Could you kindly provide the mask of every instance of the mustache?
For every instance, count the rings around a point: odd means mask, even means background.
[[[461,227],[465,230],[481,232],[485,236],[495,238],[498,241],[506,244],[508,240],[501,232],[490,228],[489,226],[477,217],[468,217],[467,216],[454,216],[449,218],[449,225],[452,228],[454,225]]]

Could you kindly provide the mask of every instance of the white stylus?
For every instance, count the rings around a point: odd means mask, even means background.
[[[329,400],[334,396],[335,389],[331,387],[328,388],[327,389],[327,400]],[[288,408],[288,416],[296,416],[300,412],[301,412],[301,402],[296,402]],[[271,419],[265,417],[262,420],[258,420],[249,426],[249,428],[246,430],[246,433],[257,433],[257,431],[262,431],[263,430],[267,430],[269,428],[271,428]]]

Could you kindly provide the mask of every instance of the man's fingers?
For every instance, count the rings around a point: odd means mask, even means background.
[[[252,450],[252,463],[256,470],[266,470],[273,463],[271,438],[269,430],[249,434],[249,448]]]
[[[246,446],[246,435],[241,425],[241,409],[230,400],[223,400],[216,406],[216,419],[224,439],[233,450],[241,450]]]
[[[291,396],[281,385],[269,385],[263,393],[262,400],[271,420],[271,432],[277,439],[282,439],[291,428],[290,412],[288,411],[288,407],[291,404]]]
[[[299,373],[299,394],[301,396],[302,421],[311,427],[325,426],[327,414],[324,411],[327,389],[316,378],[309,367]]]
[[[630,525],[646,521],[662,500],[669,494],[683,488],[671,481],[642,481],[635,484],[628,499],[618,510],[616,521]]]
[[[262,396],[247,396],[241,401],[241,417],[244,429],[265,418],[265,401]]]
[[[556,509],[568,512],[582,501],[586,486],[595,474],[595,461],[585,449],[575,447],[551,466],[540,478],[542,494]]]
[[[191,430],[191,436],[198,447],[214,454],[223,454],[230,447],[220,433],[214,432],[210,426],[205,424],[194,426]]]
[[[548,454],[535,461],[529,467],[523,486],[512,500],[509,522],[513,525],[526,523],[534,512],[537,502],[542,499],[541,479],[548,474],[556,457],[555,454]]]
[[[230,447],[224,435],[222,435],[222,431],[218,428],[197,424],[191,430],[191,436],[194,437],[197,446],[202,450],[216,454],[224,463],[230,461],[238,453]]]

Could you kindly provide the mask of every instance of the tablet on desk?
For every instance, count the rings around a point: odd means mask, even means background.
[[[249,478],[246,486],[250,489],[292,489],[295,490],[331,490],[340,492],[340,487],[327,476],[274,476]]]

SHORT TASK: Return all of the material above again, line for line, with nothing changed.

WRITTEN RESPONSE:
Could you kindly provide the mask of every instance of the mustache?
For every instance, count the rings around a point: odd means mask, even means background.
[[[461,227],[465,230],[481,232],[485,236],[495,238],[498,241],[506,244],[508,240],[501,232],[490,228],[489,226],[477,217],[468,217],[467,216],[454,216],[449,218],[449,225],[452,228],[454,225]]]

Could you kindly provide the mask of every instance of the white stylus?
For every instance, count the rings around a point: odd means mask, even means background.
[[[329,400],[334,396],[335,389],[331,387],[328,388],[327,389],[327,400]],[[288,408],[288,416],[296,416],[300,412],[301,412],[301,402],[296,402]],[[271,419],[265,417],[262,420],[258,420],[249,426],[249,428],[246,430],[246,433],[257,433],[257,431],[262,431],[263,430],[267,430],[269,428],[271,428]]]

Could you kindly provide the mask of every instance of the man's fingers?
For every instance, count the rings around a point: odd means mask, even means background.
[[[252,450],[252,463],[256,470],[266,470],[273,463],[271,438],[269,430],[249,434],[249,448]]]
[[[246,446],[246,435],[241,425],[241,409],[230,400],[223,400],[216,406],[216,419],[224,439],[233,450],[241,450]]]
[[[291,396],[281,385],[269,385],[263,393],[262,400],[271,420],[271,432],[277,439],[282,439],[291,428],[290,412],[288,411],[288,407],[291,404]]]
[[[299,373],[299,394],[301,396],[302,421],[311,427],[325,426],[327,414],[324,411],[327,389],[316,378],[309,367]]]
[[[630,525],[646,521],[662,500],[669,494],[683,488],[671,481],[642,481],[635,484],[628,499],[618,510],[616,521]]]
[[[262,396],[247,396],[241,401],[241,417],[244,429],[265,418],[265,401]]]
[[[556,509],[568,512],[582,501],[586,486],[595,474],[595,461],[585,449],[575,447],[551,466],[540,478],[542,494]]]
[[[191,430],[191,436],[198,447],[214,454],[223,454],[230,447],[220,433],[214,432],[210,426],[205,424],[194,426]]]
[[[548,454],[535,461],[529,467],[523,486],[512,500],[509,522],[513,525],[526,523],[534,512],[537,502],[542,499],[541,479],[548,474],[556,457],[555,454]]]
[[[230,447],[224,435],[222,435],[222,431],[218,428],[197,424],[191,430],[191,436],[194,437],[197,446],[202,450],[216,454],[224,463],[230,461],[238,453]]]

Could you kindly provide the mask of every instance of the tablet on desk?
For every instance, count the rings around a point: odd means mask, even means background.
[[[249,478],[246,486],[250,489],[292,489],[295,490],[331,490],[340,492],[340,487],[327,476],[274,476]]]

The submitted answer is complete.